---------- Фрагмент текста

Но — закончим с воззрениями Шатобриана в двух абзацах, да (никогда не) простит он — и со взглядами у него все гораздо тоньше, кстати. Тот же, например, Жозеф де Местр в «Рассуждениях о Франции» и других книгах гораздо более скорбит об утрате «истинно католических ценностей», больше делает для их возрождения — поэтому те же традиционалисты почти однозначно голосуют за него в качестве истинного предшественника правых. А вот со старым лисом Шатобрианом сложнее. Он, рыцарь и джентльмен, не устает повторять, что служит старому — тем королям, что свергнуты, тем политикам и друзьям, что в опале и на плахе, старому христианскому Богу. Но — ортодоксальности у него все же не обнаружить. Есть гибкость (модное flexibility), трезвый скепсис и горькая вера в одно.

--------------------
---------- Записанные данные

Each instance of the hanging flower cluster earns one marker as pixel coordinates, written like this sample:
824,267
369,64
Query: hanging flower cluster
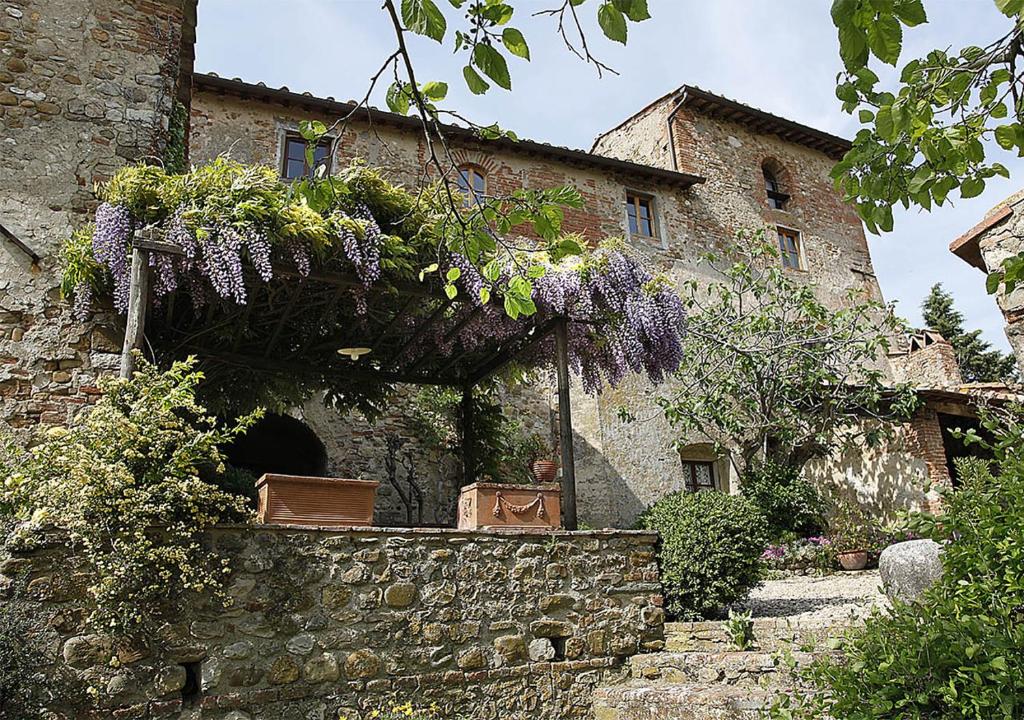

--------------------

* Набор заданий
[1] Ответьте по фрагменту о Шатобриане:
(a) В какой книге Жозеф де Местр скорбит об утрате «истинно католических ценностей»?
(b) Кого традиционалисты почти однозначно считают истинным предшественником правых?
(c) Что есть у Шатобриана вместо ортодоксальности?
[2] Верните дословно отрывок из фрагмента о Шатобриане, который открывается словами «Но — закончим» и завершается словами «вера в одно.».

* Ожидаемые ответы
[1]
(a) В «Рассуждениях о Франции».
(b) Жозефа де Местра.
(c) Гибкость, трезвый скепсис и горькая вера в одно.

[2]
Но — закончим с воззрениями Шатобриана в двух абзацах, да (никогда не) простит он — и со взглядами у него все гораздо тоньше, кстати. Тот же, например, Жозеф де Местр в «Рассуждениях о Франции» и других книгах гораздо более скорбит об утрате «истинно католических ценностей», больше делает для их возрождения — поэтому те же традиционалисты почти однозначно голосуют за него в качестве истинного предшественника правых. А вот со старым лисом Шатобрианом сложнее. Он, рыцарь и джентльмен, не устает повторять, что служит старому — тем королям, что свергнуты, тем политикам и друзьям, что в опале и на плахе, старому христианскому Богу. Но — ортодоксальности у него все же не обнаружить. Есть гибкость (модное flexibility), трезвый скепсис и горькая вера в одно.